→ **Description of the task**
Rewrite the material below with every "even-odd convention" changed to "even-odd rule" and everything else left as it is, except that the pictures are omitted.

━━━━━ Supplied material ━━━━━

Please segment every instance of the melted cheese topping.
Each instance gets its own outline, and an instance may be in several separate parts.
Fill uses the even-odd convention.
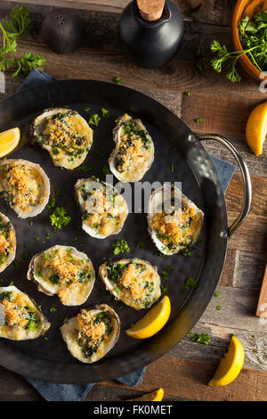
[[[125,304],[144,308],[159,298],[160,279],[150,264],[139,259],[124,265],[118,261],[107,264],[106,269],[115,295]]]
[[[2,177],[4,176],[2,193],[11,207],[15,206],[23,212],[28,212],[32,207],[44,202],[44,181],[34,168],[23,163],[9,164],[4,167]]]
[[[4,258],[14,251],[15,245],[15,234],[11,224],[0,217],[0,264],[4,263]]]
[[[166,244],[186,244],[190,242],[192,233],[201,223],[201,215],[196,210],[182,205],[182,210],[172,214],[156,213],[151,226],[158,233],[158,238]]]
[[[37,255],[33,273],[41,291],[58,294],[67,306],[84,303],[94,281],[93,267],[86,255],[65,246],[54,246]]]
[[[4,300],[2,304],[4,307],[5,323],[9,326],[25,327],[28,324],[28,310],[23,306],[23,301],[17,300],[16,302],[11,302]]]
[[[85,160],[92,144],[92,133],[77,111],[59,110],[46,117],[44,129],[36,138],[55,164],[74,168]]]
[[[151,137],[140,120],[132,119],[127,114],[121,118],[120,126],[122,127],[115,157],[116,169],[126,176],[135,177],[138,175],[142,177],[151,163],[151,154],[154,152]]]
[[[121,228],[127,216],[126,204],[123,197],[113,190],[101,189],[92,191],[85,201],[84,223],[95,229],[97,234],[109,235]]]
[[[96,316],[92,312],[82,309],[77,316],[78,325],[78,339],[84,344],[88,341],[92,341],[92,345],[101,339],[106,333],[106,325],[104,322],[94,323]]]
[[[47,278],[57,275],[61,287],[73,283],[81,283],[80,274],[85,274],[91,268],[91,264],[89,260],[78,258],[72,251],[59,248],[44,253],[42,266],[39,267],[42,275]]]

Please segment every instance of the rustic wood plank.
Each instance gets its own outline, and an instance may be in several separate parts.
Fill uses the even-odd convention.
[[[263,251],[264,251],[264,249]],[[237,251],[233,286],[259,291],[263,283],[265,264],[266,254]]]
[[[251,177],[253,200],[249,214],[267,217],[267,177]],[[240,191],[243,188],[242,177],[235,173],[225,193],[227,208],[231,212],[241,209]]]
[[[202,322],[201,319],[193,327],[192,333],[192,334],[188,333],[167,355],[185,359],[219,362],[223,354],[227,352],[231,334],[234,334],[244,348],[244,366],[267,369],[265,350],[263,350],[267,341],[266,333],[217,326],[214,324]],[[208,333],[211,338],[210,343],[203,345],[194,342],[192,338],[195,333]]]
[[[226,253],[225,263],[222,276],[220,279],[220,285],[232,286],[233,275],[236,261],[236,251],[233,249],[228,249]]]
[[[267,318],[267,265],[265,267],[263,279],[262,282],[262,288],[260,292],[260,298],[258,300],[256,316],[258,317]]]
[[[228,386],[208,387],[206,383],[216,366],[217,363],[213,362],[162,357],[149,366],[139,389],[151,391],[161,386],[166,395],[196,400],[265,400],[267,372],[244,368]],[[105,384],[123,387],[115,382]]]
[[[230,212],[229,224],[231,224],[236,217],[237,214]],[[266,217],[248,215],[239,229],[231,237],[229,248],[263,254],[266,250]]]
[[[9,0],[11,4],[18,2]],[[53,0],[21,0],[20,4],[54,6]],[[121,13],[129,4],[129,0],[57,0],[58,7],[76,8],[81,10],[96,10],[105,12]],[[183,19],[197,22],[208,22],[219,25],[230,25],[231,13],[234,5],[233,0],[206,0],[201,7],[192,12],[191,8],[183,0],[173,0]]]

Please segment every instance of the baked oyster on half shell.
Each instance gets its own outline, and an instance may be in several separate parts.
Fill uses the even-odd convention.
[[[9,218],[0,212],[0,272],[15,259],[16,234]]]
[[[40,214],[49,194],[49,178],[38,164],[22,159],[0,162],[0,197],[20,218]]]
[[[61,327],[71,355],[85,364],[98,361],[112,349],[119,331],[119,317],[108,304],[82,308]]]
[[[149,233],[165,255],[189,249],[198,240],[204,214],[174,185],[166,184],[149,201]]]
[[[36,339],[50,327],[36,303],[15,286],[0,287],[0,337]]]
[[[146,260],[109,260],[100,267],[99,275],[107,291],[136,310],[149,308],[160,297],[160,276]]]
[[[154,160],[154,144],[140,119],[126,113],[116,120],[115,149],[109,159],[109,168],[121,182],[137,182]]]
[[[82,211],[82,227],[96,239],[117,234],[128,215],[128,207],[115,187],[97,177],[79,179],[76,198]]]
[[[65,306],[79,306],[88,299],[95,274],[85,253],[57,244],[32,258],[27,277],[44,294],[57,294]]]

━━━━━

→ **Task response**
Please segment every instance of the melted cheese topping.
Each instance gets its own outline, and an instance may be in several separate parts.
Fill uses the even-odd rule.
[[[125,304],[144,308],[159,298],[160,279],[150,264],[139,259],[124,265],[118,261],[107,264],[106,269],[115,295]]]
[[[2,177],[4,176],[2,193],[11,207],[15,206],[23,212],[28,212],[32,207],[44,202],[44,181],[34,168],[23,163],[9,164],[4,167]]]
[[[4,258],[14,251],[15,245],[15,234],[11,224],[0,217],[0,264],[4,263]]]
[[[166,244],[186,244],[190,242],[192,233],[201,223],[201,215],[196,210],[182,205],[182,210],[172,214],[156,213],[151,226],[158,233],[158,238]]]
[[[37,255],[33,273],[41,291],[58,294],[67,306],[84,303],[94,281],[93,267],[86,255],[65,246],[54,246]]]
[[[4,300],[2,304],[4,307],[5,323],[9,326],[25,327],[28,324],[28,310],[23,306],[23,301],[17,300],[16,302],[11,302]]]
[[[85,160],[92,144],[92,133],[77,111],[59,110],[46,117],[44,129],[36,138],[55,164],[74,168]]]
[[[151,137],[140,120],[132,119],[127,114],[121,118],[120,126],[122,127],[115,157],[116,169],[126,176],[135,177],[138,175],[142,177],[151,163],[151,154],[154,152]]]
[[[121,228],[127,216],[126,204],[123,197],[113,190],[101,189],[92,191],[85,201],[84,223],[95,229],[97,234],[109,235]]]
[[[96,316],[92,312],[82,309],[77,316],[78,325],[78,339],[84,344],[88,341],[92,341],[92,345],[101,339],[106,333],[106,325],[104,322],[94,323]]]
[[[47,278],[57,275],[61,287],[73,283],[81,283],[80,274],[85,274],[91,268],[91,264],[89,260],[78,258],[72,251],[59,248],[44,253],[42,266],[39,267],[42,275]]]

Please segment every instance of the rustic wood plank.
Each instance gets its own outline, and an instance may be in several separate parts.
Fill uses the even-odd rule.
[[[263,251],[264,251],[264,249]],[[237,251],[233,286],[259,291],[263,283],[265,264],[266,254]]]
[[[251,177],[253,200],[249,214],[267,217],[267,177]],[[240,191],[243,188],[242,177],[235,173],[225,193],[227,208],[231,212],[241,209]]]
[[[202,322],[201,319],[193,327],[192,333],[192,334],[188,333],[167,355],[185,359],[219,362],[223,354],[227,352],[231,334],[234,334],[244,348],[244,366],[267,369],[265,350],[263,350],[267,341],[266,333],[217,326],[214,324]],[[208,333],[211,338],[210,343],[203,345],[194,342],[192,338],[195,333]]]
[[[226,253],[225,263],[222,276],[220,279],[220,285],[232,286],[233,275],[236,261],[236,251],[233,249],[228,249]]]
[[[267,318],[267,265],[265,267],[263,279],[262,282],[262,288],[260,292],[260,298],[258,300],[256,316],[258,317]]]
[[[228,386],[208,387],[206,383],[216,366],[217,363],[213,362],[162,357],[149,366],[139,389],[151,391],[161,386],[166,395],[196,400],[265,400],[267,372],[244,368]],[[105,384],[123,387],[115,382]]]
[[[230,212],[229,224],[231,224],[236,217],[237,214]],[[266,217],[248,215],[239,229],[231,237],[229,248],[263,254],[266,250]]]
[[[9,0],[11,4],[18,2]],[[53,0],[21,0],[20,4],[54,6]],[[121,13],[129,4],[129,0],[57,0],[58,7],[76,8],[81,10],[96,10],[105,12]],[[183,19],[197,22],[208,22],[219,25],[230,25],[231,13],[234,5],[233,0],[206,0],[201,7],[192,12],[191,8],[183,0],[173,0]]]

Please segment every instance of the baked oyster on half shell.
Each instance gets its own outline, and an instance may be in several separate parts.
Fill uses the even-odd rule.
[[[9,218],[0,212],[0,272],[15,259],[16,234]]]
[[[40,214],[49,194],[49,178],[38,164],[22,159],[0,162],[0,197],[20,218]]]
[[[61,327],[71,355],[85,364],[98,361],[112,349],[119,331],[119,317],[108,304],[82,308]]]
[[[149,233],[165,255],[189,249],[198,240],[204,214],[174,185],[166,184],[149,201]]]
[[[36,339],[50,327],[36,303],[15,286],[0,287],[0,337]]]
[[[146,260],[109,260],[100,267],[99,275],[107,291],[136,310],[149,308],[160,297],[160,276]]]
[[[154,160],[154,144],[140,119],[126,113],[116,120],[115,149],[109,159],[109,168],[121,182],[137,182]]]
[[[82,211],[82,227],[96,239],[117,234],[128,215],[128,207],[115,187],[97,177],[79,179],[76,198]]]
[[[65,306],[79,306],[88,299],[95,274],[85,253],[57,244],[32,258],[27,277],[44,294],[57,294]]]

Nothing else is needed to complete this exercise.